**Textauszug**

Het Nieuwsblad titelt zu diesem Thema „Wir schaffen es nicht“ und zitiert damit Premier Leterme, der fürchte, dass die Regierung noch vor dem 15. Juli stürzen könnte. Der Regierungschef gebe sich noch bis zum Ablauf des Wochenendes Zeit. Es sei das erste Mal seit den Wahlen, dass Leterme so deutlich zugebe, dass alle Gespräche in der Sackgasse stecken, zitiert Het Nieuwsblad einen Parteifreund des Premiers. Aus der Umgebung des Regierungschefs verlautet derweil, die derzeitige Krise führe die Regierung an einen Scheideweg. Heute sowie am Wochenende werde sich entscheiden, ob eine Einigung zur Staatsreform, einem sozialwirtschaftlichen Mehrjahresplan und der Kontrolle des Staatsetats noch möglich ist.
Auch Gazet Van Antwerpen macht mit Yves Letermes pessimistischer Haltung auf und titelt „ Man muss mit einem Scheitern rechnen“. Das habe der Regierungschef gestern auf einer Fraktionssitzung seiner Partei, also dem Parteienbund CD&V/N-VA, erklärt. Die Antwerpener Tageszeitung zitiert in diesem Zusammenhang auch einen namentlich nicht genannten flämischen Verhandlungsteilnehmer der Gespräche über institutionelle Fragen mit den Worten „Wenn sich die Situation nicht rasch bessert, dann ist es in einigen Tagen vielleicht vorbei.“ Denn auch die französischsprachigen Sozialisten drohten mit dem Verlassen der Regierungskoalition, sollte bis zum 15. Juli keine Einigung über eine Sozialreform erzielt worden sein, so Gazet Van Antwerpen.
Man stehe kurz vor einer totalen Sackgasse, notiert Het Laatste Nieuws. Premier Yves Leterme würde eifrig nach einer Lösung suchen aber hätte gestern nicht sehr fröhlich ausgesehen, als er vor Parteifreunden einen Sachstandsbericht der laufenden Verhandlungen vortrug. Die flämische Tageszeitung glaubt derweil an die Entwicklung eines Notfallplans.

**Arbeitsanweisung**
Führe die obige Presseschau zur Regierungskrise um Premier Leterme im Anschluss an ihren letzten Satz fort.

**Datenauszüge**
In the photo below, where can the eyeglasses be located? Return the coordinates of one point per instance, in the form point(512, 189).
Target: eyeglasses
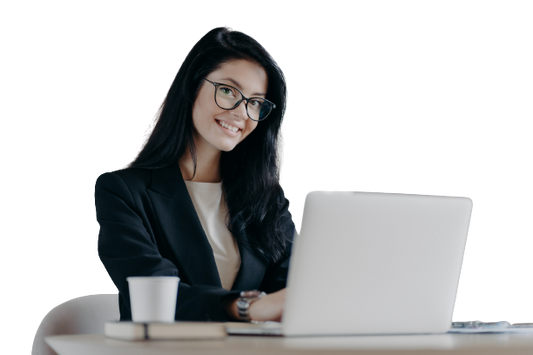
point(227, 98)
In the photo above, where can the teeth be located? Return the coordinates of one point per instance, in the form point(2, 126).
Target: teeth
---
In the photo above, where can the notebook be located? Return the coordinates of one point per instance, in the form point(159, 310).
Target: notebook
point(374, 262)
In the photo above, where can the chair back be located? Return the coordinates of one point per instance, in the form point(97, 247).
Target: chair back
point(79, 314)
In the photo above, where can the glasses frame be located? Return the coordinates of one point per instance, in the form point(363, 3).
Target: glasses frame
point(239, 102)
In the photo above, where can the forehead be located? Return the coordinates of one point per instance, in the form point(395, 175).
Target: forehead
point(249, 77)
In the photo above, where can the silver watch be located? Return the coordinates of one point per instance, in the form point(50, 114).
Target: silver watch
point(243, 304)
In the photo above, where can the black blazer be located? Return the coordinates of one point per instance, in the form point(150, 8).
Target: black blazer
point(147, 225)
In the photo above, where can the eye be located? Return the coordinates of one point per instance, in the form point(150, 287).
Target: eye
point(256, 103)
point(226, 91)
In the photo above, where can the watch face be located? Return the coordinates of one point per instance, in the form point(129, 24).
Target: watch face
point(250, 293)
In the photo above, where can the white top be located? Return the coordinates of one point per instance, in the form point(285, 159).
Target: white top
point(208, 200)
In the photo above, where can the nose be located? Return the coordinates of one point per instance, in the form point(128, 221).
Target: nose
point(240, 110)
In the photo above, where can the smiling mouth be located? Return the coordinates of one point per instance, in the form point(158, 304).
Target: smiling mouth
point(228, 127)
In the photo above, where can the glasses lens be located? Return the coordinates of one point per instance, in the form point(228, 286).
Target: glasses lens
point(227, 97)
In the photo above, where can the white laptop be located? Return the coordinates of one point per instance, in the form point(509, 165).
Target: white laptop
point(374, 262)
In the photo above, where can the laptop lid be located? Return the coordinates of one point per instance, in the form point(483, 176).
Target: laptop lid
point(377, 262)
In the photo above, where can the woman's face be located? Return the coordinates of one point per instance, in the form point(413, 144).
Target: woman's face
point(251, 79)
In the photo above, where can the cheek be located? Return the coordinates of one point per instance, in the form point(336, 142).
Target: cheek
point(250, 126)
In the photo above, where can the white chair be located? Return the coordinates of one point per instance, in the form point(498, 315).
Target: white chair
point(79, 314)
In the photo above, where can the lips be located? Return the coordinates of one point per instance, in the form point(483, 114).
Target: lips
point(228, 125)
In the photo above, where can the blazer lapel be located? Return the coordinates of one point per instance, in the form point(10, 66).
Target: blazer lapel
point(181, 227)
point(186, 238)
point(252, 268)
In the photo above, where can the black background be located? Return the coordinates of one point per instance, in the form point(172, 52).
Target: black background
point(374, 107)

**Erwartete Ausgabe**
Plan B sehe im Fall eines Scheiterns der Verhandlungen eine rein technokratische Regierung ohne Staatsreform vor, die die nächsten Parlamentswahlen vorbereiten müsste. Man müsse sich angesichts der derzeitigen Lage die Frage stellen, ob die heutige Generation flämischer und französischsprachiger Politiker aus eigener Kraft in der Lage ist, die gegenseitigen Drohungen zu überwinden. Für die derzeit an den Schaltstellen Agierenden müsse diese Frage wohl mit Nein beantwortet werden, kommentiert Het Laatste Nieuws.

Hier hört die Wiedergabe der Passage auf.